_WRITTEN REQUEST_
Rewrite the rows from the line with "Exercise. Mark the strawberry" up to and including the line with "[(41, 41), (511, 155)]", keeping the requests, and multiply each answer coordinate by 0.45, rounding to whole numbers with halves rounded up. Leave the coordinates in the requests and their sample formats unchanged, and omit the picture from your output.

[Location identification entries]
▼
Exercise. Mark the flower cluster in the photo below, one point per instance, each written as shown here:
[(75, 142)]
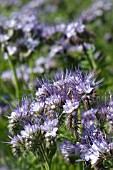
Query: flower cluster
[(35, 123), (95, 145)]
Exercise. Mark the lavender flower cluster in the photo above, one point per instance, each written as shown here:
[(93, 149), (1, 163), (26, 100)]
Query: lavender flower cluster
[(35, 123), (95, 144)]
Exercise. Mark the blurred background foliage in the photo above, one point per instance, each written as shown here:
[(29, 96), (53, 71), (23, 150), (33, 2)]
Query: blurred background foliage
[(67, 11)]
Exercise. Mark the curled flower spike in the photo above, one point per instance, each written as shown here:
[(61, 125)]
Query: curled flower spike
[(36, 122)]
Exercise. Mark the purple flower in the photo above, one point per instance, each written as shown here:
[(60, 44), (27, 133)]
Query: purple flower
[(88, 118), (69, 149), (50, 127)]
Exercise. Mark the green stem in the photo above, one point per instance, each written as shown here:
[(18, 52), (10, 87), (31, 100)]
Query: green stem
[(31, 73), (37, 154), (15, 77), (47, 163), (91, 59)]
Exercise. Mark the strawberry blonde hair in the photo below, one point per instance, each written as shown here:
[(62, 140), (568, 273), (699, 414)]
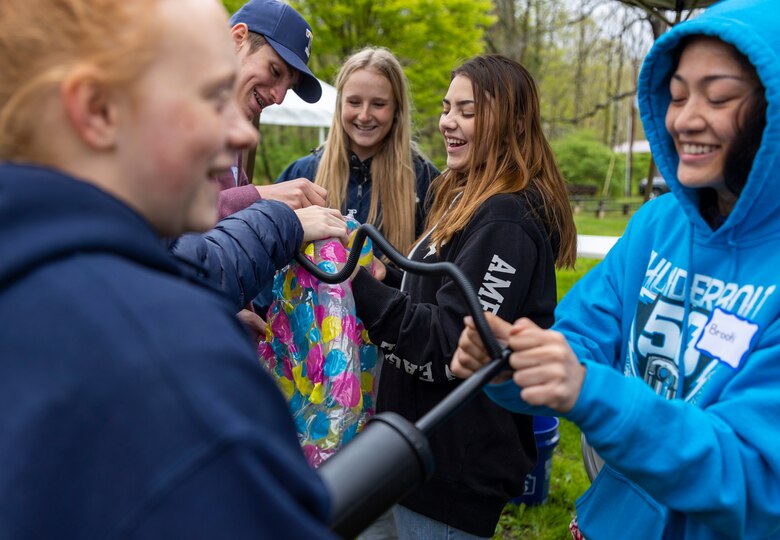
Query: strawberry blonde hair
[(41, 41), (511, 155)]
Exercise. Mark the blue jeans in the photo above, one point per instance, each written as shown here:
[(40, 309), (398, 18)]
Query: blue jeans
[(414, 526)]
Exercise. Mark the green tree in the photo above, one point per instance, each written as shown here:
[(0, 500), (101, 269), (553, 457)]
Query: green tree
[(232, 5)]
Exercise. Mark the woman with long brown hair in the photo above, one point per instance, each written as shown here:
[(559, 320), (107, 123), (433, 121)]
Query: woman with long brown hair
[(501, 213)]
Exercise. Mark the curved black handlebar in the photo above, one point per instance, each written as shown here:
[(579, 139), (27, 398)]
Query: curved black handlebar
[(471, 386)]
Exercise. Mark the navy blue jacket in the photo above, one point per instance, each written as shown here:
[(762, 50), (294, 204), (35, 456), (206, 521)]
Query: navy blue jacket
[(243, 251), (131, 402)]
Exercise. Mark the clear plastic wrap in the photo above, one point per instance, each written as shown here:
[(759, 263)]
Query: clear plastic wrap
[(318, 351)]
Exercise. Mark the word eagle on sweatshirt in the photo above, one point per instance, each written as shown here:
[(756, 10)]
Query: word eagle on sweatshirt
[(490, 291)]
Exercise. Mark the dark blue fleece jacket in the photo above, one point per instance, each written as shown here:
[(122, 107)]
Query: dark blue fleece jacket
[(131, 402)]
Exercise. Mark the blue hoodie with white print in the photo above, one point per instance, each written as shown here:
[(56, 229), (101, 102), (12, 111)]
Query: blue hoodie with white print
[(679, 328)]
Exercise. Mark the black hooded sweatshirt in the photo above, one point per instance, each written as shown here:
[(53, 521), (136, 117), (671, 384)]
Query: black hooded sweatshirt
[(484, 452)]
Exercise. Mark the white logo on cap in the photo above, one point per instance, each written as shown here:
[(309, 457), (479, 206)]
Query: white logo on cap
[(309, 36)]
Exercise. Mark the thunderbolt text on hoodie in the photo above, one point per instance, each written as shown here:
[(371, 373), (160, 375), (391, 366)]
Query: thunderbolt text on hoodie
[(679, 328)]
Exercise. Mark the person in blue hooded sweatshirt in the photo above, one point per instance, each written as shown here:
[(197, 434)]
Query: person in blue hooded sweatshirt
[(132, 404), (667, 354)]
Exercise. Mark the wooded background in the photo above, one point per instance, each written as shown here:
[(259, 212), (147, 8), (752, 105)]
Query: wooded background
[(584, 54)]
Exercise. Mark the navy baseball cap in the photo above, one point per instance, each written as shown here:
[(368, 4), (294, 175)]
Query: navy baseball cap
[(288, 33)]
▲
_RESULT BELOW_
Exercise. Mark the strawberry blonde hair in the photo below, one point per instance, each written as shown here:
[(62, 140), (568, 273), (699, 414)]
Query: strawberry blonde hair
[(18, 18), (230, 70)]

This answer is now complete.